Revise the stretch of the material from its start through the line containing "233 124 L 186", replacing "plastic crate" with "wooden crate" and leaving all else as it stands.

##### DATA FOR THE TASK #####

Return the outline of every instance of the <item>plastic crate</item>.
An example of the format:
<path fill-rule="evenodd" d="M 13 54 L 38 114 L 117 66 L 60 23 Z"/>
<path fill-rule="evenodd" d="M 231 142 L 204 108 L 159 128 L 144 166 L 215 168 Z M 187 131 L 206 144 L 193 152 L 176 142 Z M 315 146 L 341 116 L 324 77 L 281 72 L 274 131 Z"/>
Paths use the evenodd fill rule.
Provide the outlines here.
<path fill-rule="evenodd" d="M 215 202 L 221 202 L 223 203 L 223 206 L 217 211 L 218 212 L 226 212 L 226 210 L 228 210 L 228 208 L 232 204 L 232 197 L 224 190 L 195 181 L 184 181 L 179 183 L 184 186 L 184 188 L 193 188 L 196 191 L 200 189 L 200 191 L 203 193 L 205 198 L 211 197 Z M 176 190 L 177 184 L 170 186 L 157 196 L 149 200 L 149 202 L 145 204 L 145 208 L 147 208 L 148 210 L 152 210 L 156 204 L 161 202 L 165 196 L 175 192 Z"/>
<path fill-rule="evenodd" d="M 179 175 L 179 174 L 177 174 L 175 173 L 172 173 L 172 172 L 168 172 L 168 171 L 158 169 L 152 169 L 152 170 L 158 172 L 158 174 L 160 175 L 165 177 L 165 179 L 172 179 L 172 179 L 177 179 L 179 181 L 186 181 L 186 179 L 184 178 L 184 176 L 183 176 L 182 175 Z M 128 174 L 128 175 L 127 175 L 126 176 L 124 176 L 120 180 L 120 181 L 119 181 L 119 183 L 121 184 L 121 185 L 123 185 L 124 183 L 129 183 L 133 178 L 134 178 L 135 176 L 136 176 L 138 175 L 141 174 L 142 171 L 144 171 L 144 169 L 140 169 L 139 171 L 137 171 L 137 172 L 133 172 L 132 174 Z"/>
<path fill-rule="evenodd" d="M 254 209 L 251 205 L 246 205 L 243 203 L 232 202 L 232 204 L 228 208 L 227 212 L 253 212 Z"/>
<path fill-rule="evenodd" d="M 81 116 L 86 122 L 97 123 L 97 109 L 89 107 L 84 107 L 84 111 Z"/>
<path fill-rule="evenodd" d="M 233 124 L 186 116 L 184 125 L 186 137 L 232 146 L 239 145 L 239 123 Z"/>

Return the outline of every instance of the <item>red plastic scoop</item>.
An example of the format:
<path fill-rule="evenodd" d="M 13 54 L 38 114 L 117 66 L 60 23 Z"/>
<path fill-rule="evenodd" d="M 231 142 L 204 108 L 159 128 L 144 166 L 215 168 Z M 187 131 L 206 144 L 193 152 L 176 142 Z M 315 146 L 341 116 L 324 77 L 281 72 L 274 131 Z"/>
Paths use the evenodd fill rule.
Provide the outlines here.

#####

*RESULT BELOW*.
Return the outline of every instance of the <item>wooden crate</item>.
An example of the format:
<path fill-rule="evenodd" d="M 13 54 L 38 114 L 117 66 L 60 23 Z"/>
<path fill-rule="evenodd" d="M 231 142 L 204 108 L 159 128 L 144 166 L 215 168 Z M 187 131 L 206 144 L 193 152 L 176 142 Z M 315 146 L 341 116 L 324 77 L 281 72 L 274 131 Z"/>
Paths use the evenodd fill rule.
Provide the outlines here.
<path fill-rule="evenodd" d="M 215 202 L 221 202 L 223 203 L 223 206 L 217 211 L 218 212 L 226 212 L 226 210 L 228 210 L 228 208 L 232 204 L 232 197 L 224 190 L 195 181 L 184 181 L 179 183 L 184 186 L 184 188 L 193 188 L 196 191 L 200 189 L 200 191 L 203 193 L 205 198 L 211 197 Z M 176 190 L 177 184 L 170 186 L 157 196 L 149 200 L 149 202 L 145 204 L 145 208 L 147 208 L 148 210 L 152 210 L 156 204 L 161 202 L 165 196 L 175 192 Z"/>
<path fill-rule="evenodd" d="M 179 175 L 179 174 L 177 174 L 175 173 L 172 173 L 172 172 L 168 172 L 168 171 L 158 169 L 152 169 L 152 170 L 158 172 L 158 174 L 160 175 L 165 177 L 165 179 L 172 179 L 172 179 L 177 179 L 179 181 L 186 181 L 186 179 L 184 178 L 184 176 L 183 176 L 182 175 Z M 128 174 L 128 175 L 127 175 L 126 176 L 124 176 L 120 180 L 120 181 L 119 181 L 119 183 L 121 184 L 121 185 L 123 185 L 124 183 L 129 183 L 133 178 L 134 178 L 135 176 L 136 176 L 138 175 L 141 174 L 142 171 L 144 171 L 144 169 L 140 169 L 139 171 L 137 171 L 137 172 L 133 172 L 132 174 Z"/>
<path fill-rule="evenodd" d="M 254 209 L 251 205 L 246 205 L 243 203 L 232 202 L 232 204 L 228 208 L 227 212 L 253 212 Z"/>
<path fill-rule="evenodd" d="M 81 116 L 86 122 L 97 123 L 97 109 L 89 107 L 84 107 L 84 111 Z"/>
<path fill-rule="evenodd" d="M 233 124 L 186 116 L 184 125 L 186 137 L 232 146 L 239 145 L 239 123 Z"/>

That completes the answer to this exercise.